Items listed in a dataset:
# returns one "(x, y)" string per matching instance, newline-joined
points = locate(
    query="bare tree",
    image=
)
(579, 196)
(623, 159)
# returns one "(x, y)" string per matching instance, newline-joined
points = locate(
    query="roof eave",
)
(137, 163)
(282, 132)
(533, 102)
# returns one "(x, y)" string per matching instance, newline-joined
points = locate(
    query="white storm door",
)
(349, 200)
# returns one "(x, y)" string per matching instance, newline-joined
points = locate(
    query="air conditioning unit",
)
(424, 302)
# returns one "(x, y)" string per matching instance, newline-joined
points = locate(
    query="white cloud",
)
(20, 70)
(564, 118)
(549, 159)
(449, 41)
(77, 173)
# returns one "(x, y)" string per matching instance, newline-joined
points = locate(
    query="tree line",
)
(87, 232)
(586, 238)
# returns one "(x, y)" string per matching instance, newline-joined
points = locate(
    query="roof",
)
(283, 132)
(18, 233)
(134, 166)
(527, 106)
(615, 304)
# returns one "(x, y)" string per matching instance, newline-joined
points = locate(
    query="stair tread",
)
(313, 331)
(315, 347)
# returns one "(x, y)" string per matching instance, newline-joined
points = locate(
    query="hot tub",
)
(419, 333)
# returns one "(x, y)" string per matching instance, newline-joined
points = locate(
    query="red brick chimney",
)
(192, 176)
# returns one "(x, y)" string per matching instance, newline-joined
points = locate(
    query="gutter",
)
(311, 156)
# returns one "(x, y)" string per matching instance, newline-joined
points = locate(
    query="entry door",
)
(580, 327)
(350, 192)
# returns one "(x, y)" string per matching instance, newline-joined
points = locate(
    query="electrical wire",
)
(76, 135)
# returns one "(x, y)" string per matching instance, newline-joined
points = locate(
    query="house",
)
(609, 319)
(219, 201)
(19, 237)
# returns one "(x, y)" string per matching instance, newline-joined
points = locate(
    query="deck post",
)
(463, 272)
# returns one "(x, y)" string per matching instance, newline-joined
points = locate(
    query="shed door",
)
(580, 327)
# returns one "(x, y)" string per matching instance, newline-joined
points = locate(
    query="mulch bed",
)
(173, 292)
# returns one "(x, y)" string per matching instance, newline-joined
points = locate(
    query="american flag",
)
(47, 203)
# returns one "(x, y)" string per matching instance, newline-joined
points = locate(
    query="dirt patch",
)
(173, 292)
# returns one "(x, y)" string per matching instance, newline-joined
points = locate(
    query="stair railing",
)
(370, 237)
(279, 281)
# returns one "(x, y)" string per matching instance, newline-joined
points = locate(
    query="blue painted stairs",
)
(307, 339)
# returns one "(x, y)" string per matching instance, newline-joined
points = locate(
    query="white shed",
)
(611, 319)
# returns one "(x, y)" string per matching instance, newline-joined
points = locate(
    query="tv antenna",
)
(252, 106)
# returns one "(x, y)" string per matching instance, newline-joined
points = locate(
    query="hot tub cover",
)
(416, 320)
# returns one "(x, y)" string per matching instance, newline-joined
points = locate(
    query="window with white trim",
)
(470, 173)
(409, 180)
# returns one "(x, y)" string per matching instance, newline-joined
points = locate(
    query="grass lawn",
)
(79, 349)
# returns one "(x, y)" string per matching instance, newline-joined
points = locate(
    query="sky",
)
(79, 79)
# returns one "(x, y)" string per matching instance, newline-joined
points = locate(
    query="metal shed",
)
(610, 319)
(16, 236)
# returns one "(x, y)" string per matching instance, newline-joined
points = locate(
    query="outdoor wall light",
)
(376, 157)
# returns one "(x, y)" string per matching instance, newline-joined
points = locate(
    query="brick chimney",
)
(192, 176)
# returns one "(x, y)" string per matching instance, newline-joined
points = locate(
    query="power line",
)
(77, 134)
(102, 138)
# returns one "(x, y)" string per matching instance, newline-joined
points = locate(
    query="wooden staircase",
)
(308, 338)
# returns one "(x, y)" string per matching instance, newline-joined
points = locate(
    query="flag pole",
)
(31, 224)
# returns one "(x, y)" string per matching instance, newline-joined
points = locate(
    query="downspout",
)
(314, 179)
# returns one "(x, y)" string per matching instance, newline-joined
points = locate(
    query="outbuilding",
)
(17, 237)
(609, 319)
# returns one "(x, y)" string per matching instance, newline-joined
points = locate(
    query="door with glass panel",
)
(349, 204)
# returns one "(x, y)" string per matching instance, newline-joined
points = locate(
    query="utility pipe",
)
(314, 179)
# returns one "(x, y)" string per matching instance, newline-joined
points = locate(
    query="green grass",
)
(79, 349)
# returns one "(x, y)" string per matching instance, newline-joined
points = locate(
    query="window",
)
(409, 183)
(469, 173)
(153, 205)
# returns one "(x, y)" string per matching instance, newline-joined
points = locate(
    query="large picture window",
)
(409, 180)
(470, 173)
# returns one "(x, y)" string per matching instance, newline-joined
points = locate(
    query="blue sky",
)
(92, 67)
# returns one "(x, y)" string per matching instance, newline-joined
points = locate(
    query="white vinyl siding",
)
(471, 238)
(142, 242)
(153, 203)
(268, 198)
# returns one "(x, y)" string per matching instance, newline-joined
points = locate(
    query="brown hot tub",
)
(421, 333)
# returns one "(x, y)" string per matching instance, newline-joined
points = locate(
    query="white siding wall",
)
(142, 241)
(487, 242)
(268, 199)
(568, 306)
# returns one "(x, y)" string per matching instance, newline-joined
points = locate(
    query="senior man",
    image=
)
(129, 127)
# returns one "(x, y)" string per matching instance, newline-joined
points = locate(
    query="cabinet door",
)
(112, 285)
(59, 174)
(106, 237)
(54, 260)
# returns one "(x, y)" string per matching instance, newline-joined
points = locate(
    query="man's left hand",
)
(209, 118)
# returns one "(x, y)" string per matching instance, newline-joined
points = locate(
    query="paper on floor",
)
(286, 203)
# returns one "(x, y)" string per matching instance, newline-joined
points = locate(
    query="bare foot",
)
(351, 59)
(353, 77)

**TASK DESCRIPTION**
Report all lines above with "chimney".

**ANSWER BELOW**
    query="red brick chimney",
    query="brick chimney",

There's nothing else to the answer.